• **WHAT YOU HAVE TO DO**: Gather each line of the listing below that contains the string "painting", and copy those lines in the order they appear.
--------------------
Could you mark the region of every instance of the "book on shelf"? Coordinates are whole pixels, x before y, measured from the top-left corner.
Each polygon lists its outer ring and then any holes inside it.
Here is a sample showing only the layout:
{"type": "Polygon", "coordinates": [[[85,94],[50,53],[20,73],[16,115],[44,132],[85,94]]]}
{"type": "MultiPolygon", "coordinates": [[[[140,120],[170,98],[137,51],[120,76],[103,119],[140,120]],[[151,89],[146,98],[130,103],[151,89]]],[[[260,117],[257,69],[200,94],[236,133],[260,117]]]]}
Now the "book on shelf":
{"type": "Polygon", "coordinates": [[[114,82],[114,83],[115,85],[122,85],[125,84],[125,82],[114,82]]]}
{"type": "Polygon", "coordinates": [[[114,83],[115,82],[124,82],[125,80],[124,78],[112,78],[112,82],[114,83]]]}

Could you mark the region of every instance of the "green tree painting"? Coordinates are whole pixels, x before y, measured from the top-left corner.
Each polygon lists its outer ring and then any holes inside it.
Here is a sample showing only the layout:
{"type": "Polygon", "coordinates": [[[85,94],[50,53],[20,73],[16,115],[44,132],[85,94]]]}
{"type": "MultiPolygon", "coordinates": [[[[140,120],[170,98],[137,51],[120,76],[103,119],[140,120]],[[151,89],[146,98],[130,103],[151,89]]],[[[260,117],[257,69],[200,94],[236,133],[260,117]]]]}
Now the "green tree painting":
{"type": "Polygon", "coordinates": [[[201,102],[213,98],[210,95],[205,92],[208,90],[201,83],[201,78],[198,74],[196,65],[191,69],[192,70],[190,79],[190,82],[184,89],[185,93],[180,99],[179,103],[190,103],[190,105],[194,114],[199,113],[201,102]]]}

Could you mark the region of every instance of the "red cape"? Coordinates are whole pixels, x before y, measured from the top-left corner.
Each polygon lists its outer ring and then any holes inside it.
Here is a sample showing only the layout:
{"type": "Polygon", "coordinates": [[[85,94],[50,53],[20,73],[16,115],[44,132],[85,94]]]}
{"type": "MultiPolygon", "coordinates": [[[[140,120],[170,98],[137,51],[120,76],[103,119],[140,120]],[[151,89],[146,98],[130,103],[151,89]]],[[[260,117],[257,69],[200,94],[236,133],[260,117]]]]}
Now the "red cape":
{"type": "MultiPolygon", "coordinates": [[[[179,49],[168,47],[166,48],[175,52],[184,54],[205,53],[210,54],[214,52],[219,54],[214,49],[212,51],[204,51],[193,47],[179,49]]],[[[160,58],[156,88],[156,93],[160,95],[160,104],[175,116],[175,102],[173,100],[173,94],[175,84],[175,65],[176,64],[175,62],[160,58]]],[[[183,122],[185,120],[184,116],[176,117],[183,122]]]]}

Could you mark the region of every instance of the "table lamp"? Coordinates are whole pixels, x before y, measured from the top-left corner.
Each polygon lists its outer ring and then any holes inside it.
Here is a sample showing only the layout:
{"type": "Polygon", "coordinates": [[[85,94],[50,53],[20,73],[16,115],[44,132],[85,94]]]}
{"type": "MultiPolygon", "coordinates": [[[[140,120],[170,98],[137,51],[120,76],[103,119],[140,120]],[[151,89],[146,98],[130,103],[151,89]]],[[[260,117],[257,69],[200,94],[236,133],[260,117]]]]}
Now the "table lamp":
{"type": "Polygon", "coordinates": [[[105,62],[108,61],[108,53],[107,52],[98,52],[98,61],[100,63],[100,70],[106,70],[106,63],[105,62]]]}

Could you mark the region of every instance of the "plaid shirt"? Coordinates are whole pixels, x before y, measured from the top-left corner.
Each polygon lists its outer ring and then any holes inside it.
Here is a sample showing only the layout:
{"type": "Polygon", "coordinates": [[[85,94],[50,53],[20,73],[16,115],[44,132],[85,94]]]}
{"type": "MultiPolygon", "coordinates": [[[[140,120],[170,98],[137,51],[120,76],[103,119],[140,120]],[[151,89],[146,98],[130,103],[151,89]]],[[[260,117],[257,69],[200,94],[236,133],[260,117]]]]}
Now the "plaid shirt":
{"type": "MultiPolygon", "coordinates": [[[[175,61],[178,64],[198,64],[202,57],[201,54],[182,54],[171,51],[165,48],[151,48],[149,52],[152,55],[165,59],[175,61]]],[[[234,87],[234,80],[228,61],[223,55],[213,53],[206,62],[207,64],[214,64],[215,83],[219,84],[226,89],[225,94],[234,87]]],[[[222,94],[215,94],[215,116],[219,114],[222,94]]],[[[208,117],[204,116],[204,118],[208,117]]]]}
--------------------
• **SOLUTION TO THIS TASK**:
Could you mark the region of every instance of the "green tree painting"? Coordinates are whole pixels, x before y, measured from the top-left corner.
Now the "green tree painting":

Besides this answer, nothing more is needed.